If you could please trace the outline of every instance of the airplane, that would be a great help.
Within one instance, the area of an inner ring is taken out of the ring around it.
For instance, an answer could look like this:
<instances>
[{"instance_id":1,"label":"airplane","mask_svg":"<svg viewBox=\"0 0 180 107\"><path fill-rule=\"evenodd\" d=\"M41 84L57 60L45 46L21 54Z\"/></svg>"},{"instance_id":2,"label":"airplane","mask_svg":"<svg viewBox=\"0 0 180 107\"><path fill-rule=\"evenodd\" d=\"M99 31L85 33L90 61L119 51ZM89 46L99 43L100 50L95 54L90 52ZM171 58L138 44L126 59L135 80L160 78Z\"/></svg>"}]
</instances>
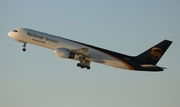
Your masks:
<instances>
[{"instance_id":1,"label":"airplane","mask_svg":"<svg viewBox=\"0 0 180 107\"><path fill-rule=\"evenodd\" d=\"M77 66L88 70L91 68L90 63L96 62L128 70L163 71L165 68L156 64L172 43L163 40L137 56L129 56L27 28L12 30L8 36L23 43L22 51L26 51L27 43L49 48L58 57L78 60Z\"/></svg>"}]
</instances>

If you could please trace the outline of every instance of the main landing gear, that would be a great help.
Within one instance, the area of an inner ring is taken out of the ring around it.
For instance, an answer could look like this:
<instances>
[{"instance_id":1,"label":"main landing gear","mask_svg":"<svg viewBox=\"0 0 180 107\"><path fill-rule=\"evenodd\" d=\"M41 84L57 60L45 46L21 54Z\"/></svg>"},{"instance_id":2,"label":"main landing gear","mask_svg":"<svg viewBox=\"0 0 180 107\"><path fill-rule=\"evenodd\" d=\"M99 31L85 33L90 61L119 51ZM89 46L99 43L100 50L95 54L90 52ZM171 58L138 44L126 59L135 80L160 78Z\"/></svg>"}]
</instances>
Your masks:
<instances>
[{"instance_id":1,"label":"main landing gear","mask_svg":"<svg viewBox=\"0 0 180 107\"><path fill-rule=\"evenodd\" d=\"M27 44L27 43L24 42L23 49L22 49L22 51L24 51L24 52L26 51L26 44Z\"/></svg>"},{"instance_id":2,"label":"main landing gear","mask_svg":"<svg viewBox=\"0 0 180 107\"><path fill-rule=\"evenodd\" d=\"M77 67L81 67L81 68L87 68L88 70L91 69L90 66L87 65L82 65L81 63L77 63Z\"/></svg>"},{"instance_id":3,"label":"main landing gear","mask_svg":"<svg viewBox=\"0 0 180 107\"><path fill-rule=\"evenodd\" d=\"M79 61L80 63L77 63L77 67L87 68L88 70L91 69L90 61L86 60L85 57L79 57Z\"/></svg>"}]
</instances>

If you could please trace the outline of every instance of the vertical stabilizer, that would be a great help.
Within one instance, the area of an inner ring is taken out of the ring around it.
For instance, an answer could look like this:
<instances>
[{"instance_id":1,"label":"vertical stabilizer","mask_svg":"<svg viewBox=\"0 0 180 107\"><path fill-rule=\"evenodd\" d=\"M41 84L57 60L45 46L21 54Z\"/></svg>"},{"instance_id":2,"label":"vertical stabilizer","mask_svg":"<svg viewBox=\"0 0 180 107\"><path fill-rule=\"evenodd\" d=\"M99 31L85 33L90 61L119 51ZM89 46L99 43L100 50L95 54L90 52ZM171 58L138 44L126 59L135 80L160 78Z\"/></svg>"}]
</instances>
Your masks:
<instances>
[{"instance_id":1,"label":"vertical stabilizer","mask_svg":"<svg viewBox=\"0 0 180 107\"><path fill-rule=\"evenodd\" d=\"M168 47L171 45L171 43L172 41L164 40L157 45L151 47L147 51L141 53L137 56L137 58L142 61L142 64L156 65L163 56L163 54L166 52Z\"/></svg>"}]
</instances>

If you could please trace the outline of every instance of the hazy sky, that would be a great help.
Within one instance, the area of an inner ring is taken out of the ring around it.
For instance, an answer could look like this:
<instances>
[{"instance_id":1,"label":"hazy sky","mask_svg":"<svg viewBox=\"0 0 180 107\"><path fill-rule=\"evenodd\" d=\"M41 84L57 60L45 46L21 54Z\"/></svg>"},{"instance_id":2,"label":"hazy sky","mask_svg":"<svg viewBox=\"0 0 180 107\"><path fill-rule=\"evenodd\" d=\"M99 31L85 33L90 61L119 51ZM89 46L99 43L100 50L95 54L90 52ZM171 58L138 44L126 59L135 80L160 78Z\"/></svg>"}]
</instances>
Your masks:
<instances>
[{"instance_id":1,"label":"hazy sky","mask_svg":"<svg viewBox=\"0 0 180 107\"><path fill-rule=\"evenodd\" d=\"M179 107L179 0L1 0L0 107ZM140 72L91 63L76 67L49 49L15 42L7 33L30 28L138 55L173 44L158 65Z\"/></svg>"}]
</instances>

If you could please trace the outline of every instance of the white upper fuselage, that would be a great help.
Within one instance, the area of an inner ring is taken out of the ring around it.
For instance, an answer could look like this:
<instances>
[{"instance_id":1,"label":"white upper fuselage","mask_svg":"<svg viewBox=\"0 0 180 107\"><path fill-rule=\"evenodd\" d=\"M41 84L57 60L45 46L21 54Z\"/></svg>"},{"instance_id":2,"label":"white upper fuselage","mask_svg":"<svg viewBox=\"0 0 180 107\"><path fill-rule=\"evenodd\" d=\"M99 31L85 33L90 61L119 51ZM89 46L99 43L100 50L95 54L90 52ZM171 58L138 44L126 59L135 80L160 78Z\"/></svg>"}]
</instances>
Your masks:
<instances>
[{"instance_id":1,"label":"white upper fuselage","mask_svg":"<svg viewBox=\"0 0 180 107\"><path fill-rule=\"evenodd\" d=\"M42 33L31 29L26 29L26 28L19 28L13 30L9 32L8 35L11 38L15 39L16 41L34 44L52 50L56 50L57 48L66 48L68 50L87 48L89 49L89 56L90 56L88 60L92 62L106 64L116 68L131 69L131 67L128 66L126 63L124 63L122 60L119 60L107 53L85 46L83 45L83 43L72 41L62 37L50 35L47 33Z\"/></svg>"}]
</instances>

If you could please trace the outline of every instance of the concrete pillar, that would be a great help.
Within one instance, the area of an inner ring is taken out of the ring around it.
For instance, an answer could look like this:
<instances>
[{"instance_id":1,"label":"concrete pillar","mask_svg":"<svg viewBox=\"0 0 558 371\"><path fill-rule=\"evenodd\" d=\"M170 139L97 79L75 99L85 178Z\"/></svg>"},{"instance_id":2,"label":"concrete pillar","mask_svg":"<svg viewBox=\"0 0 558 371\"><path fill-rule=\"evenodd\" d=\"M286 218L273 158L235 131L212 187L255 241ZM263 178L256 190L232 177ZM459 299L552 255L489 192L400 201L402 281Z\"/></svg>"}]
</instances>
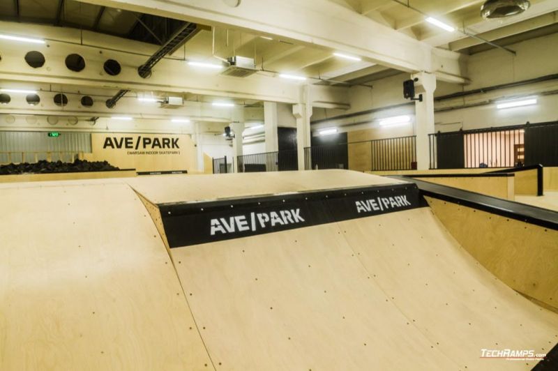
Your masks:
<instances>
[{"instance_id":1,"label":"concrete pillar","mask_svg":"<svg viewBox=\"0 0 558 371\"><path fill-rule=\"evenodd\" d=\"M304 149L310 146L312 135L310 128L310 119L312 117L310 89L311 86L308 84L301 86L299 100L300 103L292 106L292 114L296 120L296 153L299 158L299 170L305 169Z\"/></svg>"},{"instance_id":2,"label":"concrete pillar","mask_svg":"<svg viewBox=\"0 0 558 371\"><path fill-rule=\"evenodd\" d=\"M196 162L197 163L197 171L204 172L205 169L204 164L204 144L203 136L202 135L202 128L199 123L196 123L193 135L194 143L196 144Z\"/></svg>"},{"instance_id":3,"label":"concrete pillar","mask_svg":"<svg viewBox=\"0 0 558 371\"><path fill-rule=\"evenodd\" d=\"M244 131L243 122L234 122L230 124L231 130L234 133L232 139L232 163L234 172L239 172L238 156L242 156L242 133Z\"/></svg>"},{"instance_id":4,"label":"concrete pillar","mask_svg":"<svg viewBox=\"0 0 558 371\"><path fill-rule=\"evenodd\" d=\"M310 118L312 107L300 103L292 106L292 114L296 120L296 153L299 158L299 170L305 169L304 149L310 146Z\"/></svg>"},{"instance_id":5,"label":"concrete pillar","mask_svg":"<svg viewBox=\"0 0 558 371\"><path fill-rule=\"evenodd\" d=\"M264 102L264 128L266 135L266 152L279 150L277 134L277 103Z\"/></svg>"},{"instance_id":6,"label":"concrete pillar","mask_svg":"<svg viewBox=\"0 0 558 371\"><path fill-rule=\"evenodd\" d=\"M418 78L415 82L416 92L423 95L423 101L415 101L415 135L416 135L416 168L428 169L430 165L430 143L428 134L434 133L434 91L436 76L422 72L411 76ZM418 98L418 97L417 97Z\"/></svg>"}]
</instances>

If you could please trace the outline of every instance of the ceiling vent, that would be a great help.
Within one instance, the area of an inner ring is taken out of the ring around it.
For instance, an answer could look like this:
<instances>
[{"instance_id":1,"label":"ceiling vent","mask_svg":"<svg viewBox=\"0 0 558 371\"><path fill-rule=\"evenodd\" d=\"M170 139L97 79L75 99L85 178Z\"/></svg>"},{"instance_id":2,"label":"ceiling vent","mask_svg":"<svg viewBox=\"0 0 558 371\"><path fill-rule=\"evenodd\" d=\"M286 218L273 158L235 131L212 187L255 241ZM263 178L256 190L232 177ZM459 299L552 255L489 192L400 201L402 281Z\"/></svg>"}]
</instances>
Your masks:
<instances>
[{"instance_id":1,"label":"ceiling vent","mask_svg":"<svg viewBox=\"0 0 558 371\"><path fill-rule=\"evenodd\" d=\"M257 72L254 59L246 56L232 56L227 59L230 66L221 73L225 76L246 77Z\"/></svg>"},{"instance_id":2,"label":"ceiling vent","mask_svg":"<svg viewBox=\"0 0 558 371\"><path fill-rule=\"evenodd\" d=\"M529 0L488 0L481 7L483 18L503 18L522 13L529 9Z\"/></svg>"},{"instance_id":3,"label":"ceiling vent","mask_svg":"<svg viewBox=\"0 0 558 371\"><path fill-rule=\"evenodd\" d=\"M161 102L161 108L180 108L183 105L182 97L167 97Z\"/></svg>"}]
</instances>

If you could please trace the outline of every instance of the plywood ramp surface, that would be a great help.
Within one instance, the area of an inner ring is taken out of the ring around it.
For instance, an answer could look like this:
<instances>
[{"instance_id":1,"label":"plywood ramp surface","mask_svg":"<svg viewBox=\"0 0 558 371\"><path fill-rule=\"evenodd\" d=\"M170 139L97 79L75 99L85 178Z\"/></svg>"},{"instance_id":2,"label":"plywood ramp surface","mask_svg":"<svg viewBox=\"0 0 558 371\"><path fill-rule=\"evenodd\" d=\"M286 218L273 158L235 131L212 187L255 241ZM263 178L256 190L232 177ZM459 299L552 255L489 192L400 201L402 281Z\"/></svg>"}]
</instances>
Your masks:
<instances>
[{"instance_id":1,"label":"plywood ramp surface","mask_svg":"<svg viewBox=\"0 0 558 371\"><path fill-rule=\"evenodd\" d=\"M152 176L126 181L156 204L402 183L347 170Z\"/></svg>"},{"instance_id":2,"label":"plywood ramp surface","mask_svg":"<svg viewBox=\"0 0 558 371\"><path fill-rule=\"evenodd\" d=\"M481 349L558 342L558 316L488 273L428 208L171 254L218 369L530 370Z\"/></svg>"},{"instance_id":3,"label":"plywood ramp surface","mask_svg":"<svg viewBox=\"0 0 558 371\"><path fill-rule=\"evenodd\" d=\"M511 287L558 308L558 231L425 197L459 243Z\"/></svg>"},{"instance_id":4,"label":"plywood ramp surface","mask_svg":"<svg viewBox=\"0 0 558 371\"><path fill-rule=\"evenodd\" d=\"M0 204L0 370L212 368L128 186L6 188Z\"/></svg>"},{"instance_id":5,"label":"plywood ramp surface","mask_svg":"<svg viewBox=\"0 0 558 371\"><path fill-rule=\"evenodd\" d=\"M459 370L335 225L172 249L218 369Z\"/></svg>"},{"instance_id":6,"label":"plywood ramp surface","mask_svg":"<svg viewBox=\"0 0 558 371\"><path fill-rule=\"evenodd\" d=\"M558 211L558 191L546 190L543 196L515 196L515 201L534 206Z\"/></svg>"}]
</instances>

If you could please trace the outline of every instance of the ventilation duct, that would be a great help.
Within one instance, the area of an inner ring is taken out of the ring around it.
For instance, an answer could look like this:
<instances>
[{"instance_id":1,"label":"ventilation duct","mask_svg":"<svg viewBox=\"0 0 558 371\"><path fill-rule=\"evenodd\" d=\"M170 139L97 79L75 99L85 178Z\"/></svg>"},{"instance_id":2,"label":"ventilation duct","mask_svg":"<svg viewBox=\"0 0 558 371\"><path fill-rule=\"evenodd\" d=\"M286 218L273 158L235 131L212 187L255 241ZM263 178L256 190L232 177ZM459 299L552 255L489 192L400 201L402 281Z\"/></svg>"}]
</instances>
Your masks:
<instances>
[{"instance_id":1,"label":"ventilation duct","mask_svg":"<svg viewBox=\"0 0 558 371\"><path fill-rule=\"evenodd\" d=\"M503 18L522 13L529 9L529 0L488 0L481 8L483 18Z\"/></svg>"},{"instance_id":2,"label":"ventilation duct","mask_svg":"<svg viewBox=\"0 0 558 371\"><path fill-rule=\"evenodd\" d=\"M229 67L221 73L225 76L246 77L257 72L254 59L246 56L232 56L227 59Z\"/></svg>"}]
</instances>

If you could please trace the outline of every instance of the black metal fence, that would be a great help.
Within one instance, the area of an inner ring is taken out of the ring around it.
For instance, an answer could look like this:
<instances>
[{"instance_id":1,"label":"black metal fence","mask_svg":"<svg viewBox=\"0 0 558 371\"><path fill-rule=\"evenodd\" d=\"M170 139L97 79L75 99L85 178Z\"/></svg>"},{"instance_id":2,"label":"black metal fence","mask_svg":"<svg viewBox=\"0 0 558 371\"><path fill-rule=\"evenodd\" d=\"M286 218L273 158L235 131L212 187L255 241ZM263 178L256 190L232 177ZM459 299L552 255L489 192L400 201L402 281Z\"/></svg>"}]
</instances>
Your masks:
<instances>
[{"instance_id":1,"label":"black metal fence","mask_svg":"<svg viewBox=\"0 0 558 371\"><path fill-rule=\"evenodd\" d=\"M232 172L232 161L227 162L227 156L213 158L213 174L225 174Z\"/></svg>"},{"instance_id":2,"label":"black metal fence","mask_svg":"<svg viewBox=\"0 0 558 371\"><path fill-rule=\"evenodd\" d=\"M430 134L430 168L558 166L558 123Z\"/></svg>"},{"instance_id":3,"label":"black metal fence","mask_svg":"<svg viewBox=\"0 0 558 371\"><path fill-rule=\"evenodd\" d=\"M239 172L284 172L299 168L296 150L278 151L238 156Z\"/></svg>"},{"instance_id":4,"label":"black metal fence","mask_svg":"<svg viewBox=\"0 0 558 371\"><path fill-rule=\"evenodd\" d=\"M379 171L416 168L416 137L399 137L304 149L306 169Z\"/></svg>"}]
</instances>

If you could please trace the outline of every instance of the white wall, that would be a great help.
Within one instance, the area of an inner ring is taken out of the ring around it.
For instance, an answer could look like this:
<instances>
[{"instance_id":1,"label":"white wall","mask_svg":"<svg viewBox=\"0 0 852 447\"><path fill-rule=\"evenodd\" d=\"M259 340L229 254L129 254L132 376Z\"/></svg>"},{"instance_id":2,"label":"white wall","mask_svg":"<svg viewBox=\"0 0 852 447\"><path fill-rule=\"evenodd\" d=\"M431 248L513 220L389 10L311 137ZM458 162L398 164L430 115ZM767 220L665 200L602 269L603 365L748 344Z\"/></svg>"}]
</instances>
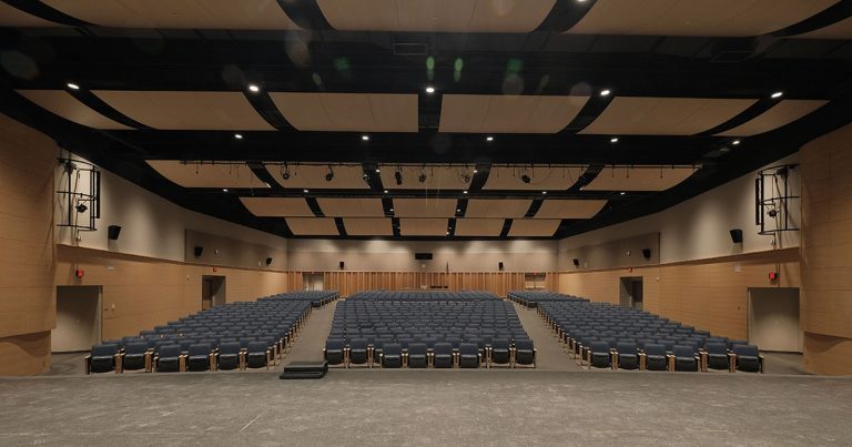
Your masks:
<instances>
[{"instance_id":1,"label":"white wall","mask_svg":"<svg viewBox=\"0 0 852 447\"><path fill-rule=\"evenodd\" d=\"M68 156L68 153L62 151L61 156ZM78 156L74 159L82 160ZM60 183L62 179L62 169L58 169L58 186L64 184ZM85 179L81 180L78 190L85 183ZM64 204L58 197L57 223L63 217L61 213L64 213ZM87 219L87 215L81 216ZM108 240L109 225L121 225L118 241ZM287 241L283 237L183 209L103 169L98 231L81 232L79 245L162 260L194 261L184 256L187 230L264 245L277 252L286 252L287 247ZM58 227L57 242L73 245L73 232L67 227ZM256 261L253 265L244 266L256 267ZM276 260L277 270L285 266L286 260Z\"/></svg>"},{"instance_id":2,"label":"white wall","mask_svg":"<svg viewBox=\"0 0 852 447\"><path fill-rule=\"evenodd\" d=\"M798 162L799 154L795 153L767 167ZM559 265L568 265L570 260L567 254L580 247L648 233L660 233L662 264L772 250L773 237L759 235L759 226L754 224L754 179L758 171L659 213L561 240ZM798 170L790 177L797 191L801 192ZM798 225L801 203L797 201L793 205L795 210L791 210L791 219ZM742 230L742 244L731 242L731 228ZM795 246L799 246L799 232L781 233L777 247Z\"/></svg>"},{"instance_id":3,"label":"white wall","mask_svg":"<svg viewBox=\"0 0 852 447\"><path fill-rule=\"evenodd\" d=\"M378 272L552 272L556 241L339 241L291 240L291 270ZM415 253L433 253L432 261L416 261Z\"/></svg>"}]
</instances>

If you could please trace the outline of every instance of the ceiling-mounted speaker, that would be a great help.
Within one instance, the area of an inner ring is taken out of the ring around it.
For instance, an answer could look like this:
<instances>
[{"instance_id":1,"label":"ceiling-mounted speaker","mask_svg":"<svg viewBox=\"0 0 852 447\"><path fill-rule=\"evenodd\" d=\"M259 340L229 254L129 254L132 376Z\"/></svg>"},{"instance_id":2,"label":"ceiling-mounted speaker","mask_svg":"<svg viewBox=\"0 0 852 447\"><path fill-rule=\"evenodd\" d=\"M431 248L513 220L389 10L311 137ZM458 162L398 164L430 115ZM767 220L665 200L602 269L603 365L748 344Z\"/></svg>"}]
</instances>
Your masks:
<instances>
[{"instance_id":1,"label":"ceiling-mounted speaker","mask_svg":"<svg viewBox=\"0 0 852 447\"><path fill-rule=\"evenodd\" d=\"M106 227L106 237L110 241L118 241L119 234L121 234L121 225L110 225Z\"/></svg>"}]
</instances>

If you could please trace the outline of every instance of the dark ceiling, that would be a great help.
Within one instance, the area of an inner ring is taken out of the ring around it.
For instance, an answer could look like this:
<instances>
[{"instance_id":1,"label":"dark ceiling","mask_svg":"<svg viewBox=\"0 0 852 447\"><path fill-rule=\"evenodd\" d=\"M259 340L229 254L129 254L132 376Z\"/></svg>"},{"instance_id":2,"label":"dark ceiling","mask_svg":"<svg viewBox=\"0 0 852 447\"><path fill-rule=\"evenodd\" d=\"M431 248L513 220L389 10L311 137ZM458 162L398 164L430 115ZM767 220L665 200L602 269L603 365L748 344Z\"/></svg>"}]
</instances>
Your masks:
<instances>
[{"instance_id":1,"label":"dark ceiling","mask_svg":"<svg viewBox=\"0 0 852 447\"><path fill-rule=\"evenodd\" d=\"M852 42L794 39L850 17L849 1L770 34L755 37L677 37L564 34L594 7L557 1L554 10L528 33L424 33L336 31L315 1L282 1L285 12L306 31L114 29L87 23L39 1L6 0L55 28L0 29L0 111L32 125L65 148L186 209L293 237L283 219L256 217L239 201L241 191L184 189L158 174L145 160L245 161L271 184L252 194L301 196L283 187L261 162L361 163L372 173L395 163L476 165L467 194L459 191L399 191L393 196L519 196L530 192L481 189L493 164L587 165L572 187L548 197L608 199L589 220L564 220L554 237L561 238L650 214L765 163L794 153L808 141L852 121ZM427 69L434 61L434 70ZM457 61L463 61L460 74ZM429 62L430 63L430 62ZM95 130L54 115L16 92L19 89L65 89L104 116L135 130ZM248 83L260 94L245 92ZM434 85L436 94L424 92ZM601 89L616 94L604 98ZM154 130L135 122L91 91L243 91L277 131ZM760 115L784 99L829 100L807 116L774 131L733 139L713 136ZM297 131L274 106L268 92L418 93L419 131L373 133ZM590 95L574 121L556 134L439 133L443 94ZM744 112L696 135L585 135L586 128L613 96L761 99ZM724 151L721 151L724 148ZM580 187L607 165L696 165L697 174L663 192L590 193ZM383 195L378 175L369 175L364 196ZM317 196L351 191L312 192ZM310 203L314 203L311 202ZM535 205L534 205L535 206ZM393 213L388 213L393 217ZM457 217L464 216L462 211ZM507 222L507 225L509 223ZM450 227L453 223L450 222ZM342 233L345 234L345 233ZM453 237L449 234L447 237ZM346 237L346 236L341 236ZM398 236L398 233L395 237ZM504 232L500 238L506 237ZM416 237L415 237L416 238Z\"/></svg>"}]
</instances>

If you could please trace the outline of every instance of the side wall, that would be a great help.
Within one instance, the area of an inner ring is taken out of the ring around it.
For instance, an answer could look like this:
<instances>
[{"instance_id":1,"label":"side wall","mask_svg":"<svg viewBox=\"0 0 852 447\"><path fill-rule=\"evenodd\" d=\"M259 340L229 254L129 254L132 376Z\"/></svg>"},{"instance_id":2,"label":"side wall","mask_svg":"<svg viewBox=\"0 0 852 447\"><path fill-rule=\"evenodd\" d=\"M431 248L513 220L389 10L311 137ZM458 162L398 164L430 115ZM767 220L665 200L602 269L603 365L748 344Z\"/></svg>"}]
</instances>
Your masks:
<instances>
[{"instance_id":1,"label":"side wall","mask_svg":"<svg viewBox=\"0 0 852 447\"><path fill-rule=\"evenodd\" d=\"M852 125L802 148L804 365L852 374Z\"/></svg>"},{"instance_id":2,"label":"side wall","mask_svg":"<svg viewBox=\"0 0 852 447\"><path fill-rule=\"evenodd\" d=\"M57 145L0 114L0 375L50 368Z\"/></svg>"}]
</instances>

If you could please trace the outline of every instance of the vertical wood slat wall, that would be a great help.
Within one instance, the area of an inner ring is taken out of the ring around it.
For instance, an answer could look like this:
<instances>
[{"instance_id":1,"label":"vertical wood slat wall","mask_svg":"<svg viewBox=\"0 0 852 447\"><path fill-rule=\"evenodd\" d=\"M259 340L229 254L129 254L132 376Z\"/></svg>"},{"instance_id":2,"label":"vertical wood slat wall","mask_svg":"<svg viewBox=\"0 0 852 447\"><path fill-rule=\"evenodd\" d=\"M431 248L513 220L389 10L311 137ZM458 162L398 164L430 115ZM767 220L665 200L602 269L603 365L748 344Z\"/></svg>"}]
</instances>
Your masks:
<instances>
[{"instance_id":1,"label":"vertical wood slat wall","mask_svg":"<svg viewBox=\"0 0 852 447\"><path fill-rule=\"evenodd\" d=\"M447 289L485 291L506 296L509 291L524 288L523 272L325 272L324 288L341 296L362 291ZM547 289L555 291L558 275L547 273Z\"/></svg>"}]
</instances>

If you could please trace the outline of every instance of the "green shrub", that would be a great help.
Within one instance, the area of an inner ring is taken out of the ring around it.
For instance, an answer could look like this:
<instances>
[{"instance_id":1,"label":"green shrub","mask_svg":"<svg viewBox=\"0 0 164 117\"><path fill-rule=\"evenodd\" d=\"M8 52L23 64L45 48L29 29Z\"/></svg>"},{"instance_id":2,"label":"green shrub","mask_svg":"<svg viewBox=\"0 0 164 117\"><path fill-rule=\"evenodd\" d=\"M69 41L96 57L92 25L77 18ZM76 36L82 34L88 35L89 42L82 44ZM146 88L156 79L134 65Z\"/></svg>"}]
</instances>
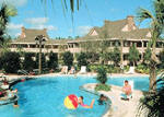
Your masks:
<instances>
##########
THE TASK >>
List in full each line of the items above that contains the word "slat". The match is case-sensitive.

REPLY TO THE EXERCISE >>
If you could please trace the outline of every instance of the vertical wood slat wall, that would be a great help.
[{"instance_id":1,"label":"vertical wood slat wall","mask_svg":"<svg viewBox=\"0 0 852 447\"><path fill-rule=\"evenodd\" d=\"M259 340L229 254L129 254L132 376Z\"/></svg>"},{"instance_id":2,"label":"vertical wood slat wall","mask_svg":"<svg viewBox=\"0 0 852 447\"><path fill-rule=\"evenodd\" d=\"M431 248L513 220L389 10L311 137ZM458 162L398 164L430 115ZM767 220L665 200L602 269L603 365L748 344Z\"/></svg>"}]
[{"instance_id":1,"label":"vertical wood slat wall","mask_svg":"<svg viewBox=\"0 0 852 447\"><path fill-rule=\"evenodd\" d=\"M447 289L485 291L506 296L509 291L524 288L523 272L325 272L324 288L341 296L362 291ZM547 289L555 291L558 275L547 273Z\"/></svg>"}]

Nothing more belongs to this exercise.